* [What you need to do] Count the lines in the material below that contain the word "leaf" and give only that number.

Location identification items
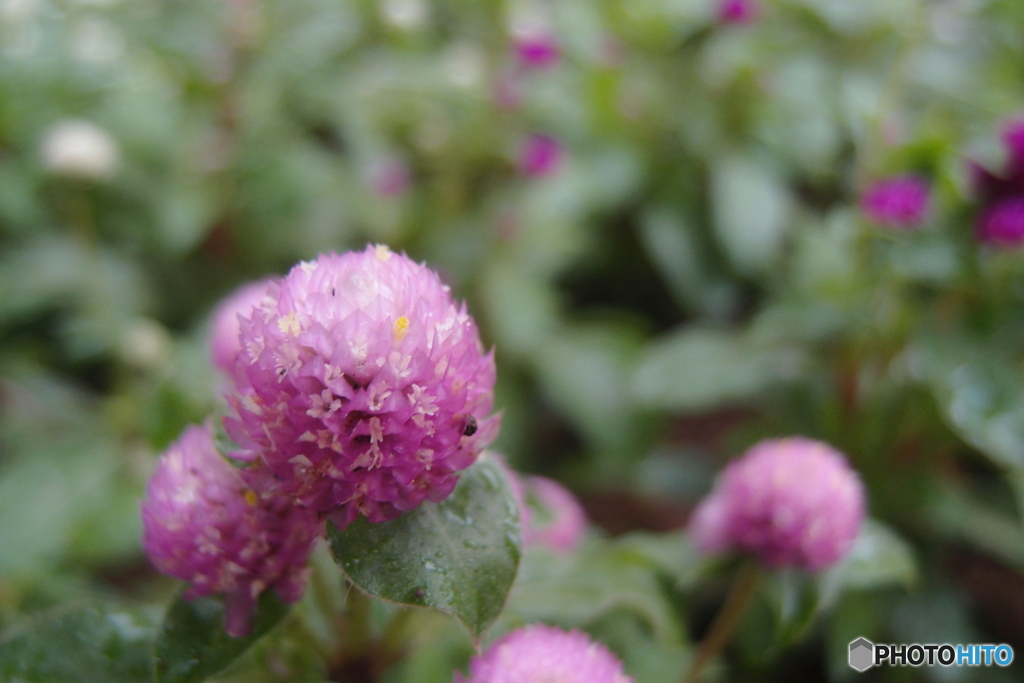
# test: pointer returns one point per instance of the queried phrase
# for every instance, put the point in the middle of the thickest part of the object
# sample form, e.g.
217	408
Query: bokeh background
650	207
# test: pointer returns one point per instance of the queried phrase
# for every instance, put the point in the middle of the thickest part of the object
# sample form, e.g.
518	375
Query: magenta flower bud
540	156
539	653
551	516
366	388
1003	223
791	502
204	523
898	202
738	11
224	342
537	50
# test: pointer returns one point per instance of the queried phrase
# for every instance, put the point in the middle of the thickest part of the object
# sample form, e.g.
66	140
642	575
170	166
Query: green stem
725	623
358	607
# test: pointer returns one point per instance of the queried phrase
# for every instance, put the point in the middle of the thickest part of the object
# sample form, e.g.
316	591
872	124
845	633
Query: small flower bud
791	502
80	150
541	652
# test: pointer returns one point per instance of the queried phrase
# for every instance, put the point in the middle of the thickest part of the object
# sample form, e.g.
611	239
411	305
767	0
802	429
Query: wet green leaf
459	556
194	645
79	644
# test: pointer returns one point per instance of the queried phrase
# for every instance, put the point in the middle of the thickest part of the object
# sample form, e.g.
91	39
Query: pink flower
897	202
205	524
538	50
363	386
1003	223
224	343
540	653
540	156
791	502
738	11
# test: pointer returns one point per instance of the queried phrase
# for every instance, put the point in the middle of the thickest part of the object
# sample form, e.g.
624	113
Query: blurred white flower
406	14
465	65
17	11
96	42
81	150
145	344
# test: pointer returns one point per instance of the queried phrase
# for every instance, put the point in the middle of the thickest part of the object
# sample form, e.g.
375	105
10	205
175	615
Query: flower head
542	653
537	50
224	342
540	156
204	523
897	202
792	502
363	386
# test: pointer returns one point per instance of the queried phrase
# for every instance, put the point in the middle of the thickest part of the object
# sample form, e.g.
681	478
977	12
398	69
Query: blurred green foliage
693	276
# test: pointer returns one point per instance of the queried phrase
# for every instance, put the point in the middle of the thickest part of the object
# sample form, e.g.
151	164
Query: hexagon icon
861	654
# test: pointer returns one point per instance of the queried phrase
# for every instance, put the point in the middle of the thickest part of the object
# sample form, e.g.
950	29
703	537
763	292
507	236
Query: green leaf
601	578
879	557
459	556
79	644
696	369
752	212
194	645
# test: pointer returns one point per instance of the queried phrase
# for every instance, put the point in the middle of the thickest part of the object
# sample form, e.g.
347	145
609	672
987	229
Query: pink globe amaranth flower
224	342
204	523
537	50
897	202
791	502
541	156
541	653
551	516
738	11
363	386
1003	223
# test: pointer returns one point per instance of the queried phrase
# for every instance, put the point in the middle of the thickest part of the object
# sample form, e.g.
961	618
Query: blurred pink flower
791	502
1003	223
541	156
999	221
539	653
538	50
738	11
897	202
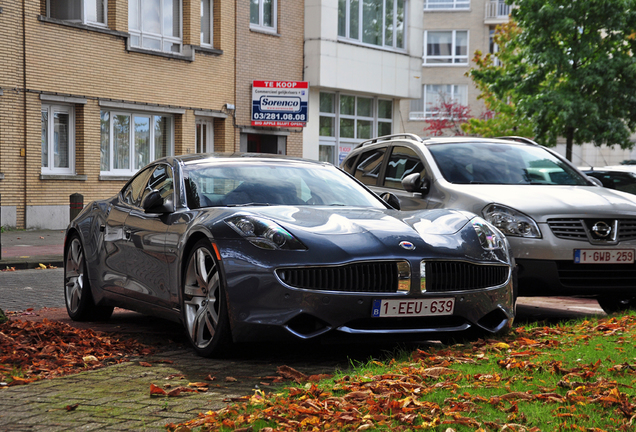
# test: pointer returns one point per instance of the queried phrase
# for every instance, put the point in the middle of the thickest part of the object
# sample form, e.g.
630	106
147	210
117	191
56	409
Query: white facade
355	86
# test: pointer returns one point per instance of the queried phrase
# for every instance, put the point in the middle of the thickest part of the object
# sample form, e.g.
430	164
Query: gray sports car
243	248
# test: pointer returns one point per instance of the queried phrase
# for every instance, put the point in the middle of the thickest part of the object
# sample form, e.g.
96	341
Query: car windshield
214	184
497	163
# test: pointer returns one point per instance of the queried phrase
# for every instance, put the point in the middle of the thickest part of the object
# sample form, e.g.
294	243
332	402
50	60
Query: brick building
92	90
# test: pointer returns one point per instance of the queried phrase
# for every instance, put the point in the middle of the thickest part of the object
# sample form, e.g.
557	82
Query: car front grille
444	276
384	277
596	275
359	277
581	229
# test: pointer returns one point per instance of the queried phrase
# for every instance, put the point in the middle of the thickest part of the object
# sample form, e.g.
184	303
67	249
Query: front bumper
262	307
563	277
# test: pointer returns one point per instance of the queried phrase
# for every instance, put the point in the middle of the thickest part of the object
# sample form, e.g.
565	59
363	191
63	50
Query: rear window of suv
497	163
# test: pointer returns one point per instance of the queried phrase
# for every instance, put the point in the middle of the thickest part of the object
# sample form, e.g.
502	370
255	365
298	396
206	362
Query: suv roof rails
388	137
519	139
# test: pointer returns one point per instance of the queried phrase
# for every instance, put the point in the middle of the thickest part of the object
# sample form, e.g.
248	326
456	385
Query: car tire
204	303
78	296
616	304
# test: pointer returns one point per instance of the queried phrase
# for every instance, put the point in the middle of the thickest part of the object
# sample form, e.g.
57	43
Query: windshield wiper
247	204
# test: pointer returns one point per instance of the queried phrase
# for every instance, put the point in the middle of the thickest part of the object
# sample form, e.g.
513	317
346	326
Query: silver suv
569	235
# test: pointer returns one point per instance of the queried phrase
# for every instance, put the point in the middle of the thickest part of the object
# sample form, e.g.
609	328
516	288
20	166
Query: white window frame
130	170
336	141
141	36
358	40
82	13
424	114
452	57
51	109
261	25
210	4
446	4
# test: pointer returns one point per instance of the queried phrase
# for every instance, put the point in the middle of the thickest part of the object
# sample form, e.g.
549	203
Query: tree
570	70
501	117
450	116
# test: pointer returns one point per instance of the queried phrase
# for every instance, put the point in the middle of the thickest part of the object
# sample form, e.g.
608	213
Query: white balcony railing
497	9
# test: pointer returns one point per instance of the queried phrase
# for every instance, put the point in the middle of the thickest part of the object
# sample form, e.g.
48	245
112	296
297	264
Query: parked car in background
622	177
250	248
569	236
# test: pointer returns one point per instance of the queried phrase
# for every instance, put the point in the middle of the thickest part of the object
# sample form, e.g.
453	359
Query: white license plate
413	307
604	256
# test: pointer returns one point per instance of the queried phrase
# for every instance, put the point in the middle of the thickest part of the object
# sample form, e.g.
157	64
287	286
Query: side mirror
414	183
391	200
155	203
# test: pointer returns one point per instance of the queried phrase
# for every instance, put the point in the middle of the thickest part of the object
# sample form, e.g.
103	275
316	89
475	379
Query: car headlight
264	233
489	237
511	222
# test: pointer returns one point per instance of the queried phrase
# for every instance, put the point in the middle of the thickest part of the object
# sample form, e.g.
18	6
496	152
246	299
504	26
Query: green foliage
569	69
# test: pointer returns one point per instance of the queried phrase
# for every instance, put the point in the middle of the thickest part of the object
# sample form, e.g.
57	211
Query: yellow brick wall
71	61
262	56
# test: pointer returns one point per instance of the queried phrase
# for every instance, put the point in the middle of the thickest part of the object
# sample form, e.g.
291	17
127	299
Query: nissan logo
407	245
601	229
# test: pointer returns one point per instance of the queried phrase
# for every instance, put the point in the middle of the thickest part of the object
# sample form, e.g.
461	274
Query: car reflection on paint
242	248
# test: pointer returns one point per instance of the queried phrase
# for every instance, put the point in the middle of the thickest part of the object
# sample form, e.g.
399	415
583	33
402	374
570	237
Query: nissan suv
569	235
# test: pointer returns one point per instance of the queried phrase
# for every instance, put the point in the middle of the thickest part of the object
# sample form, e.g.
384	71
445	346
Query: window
403	161
155	24
374	22
346	120
433	94
263	14
446	47
58	139
446	4
90	12
207	23
129	141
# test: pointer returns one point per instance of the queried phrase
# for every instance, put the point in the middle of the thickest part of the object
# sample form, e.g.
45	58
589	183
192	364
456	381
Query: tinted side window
369	165
132	193
403	161
350	164
160	179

* [Worked solution] 2